Entries from a point annotation set
* START *

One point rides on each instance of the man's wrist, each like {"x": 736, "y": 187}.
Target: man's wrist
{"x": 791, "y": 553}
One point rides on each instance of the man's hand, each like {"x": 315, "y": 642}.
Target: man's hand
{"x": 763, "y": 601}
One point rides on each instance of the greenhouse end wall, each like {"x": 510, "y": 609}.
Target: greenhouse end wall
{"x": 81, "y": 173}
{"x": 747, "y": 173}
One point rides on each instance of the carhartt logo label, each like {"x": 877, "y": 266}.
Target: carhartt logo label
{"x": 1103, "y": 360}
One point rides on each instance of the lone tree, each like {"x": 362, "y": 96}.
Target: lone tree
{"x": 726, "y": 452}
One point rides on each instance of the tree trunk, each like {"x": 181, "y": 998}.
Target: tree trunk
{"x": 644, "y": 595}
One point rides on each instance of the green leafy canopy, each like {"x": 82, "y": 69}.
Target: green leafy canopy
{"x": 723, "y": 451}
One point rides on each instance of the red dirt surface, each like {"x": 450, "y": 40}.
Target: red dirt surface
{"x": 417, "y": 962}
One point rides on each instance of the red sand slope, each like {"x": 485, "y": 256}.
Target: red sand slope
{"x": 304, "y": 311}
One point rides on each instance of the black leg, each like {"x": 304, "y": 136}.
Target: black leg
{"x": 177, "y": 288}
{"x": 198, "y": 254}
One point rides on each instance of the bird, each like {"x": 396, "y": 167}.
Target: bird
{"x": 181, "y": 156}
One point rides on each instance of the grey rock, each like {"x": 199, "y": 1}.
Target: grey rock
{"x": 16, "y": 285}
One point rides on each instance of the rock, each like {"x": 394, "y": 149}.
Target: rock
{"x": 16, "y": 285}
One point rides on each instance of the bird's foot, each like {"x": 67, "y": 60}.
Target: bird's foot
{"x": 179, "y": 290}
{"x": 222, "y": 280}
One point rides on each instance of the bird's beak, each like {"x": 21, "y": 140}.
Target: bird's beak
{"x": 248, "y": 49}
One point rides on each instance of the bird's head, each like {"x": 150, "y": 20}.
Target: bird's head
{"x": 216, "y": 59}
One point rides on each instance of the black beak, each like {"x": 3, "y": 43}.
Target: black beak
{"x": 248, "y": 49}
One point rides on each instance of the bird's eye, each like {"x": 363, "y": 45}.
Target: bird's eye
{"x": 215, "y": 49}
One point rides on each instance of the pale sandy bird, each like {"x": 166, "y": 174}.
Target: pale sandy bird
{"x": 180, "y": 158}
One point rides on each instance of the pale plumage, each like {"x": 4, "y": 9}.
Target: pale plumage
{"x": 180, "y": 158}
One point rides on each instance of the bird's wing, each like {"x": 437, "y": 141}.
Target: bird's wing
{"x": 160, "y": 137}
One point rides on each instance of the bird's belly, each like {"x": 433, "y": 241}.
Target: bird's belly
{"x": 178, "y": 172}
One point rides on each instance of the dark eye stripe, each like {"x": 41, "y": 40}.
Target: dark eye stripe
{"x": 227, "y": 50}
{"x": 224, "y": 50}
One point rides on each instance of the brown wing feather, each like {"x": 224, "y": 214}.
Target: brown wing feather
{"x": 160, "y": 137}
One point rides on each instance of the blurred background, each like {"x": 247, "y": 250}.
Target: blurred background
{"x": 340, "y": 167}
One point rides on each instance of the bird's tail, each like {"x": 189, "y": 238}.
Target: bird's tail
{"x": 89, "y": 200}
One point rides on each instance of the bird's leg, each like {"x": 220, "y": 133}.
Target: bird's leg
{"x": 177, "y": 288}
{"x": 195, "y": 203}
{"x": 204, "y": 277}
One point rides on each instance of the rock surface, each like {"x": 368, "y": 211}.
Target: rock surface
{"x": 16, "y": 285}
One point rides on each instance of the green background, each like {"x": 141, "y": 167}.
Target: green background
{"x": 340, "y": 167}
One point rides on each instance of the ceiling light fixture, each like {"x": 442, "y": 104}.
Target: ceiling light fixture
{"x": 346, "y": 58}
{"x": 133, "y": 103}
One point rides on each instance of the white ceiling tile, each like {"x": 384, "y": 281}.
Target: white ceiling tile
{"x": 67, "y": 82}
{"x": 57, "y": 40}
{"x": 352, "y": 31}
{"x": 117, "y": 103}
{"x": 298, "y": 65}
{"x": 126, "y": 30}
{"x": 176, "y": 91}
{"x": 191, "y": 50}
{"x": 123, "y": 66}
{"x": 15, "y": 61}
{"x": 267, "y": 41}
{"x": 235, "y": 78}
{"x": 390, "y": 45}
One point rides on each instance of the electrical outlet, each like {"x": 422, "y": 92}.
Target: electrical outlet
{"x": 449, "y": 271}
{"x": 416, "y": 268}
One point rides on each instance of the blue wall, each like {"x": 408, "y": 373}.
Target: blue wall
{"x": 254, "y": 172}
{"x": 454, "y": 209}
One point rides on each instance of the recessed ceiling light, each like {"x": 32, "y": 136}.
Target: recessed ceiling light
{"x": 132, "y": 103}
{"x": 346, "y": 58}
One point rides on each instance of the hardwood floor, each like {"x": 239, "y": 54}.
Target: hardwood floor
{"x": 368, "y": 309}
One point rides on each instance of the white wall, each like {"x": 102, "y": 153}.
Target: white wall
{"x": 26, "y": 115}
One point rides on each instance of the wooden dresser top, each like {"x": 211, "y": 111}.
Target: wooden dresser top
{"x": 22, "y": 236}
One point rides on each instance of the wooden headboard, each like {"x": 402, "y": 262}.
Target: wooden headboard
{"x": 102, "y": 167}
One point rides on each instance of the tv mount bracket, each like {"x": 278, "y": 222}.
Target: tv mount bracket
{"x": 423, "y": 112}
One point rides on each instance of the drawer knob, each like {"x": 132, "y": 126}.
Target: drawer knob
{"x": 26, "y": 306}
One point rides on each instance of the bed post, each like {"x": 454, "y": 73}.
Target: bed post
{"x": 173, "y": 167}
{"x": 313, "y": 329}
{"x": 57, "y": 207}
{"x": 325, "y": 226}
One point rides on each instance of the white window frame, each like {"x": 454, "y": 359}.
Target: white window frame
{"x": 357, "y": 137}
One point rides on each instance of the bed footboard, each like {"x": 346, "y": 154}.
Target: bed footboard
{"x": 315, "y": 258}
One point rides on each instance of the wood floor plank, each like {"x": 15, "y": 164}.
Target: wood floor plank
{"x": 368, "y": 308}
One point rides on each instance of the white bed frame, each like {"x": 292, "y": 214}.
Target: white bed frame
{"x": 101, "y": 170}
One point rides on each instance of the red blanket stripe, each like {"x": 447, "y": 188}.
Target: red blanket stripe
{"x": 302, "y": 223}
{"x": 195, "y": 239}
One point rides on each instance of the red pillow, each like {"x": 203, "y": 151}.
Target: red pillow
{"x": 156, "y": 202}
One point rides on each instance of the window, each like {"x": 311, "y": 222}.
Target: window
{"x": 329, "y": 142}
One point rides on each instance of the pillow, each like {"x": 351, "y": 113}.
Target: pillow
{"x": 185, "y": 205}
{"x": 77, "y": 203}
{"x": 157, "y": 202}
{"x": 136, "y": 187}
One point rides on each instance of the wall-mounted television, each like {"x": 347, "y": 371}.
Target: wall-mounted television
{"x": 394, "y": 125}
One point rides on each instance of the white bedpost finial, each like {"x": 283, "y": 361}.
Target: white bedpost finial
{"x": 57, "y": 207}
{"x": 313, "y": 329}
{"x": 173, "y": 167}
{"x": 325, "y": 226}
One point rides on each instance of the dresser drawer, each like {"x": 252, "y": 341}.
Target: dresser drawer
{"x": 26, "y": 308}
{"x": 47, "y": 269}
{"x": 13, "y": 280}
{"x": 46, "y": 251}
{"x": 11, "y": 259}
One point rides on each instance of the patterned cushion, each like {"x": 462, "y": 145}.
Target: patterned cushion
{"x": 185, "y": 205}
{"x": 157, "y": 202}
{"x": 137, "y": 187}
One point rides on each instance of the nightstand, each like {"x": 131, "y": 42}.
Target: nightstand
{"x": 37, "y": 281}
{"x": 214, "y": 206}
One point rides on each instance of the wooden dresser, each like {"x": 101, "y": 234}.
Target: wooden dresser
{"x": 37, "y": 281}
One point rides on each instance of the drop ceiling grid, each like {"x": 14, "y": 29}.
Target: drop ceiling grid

* END *

Can you print, unchanged, the records from the line with "One point rides on each instance of the wooden dresser, each" through the end of the records, including that first line?

Response to this task ::
One point rides on each instance of the wooden dresser, each like {"x": 101, "y": 234}.
Target: wooden dresser
{"x": 37, "y": 281}
One point rides on each instance of the drop ceiling grid, each like {"x": 14, "y": 29}.
Target: drop ceiling grid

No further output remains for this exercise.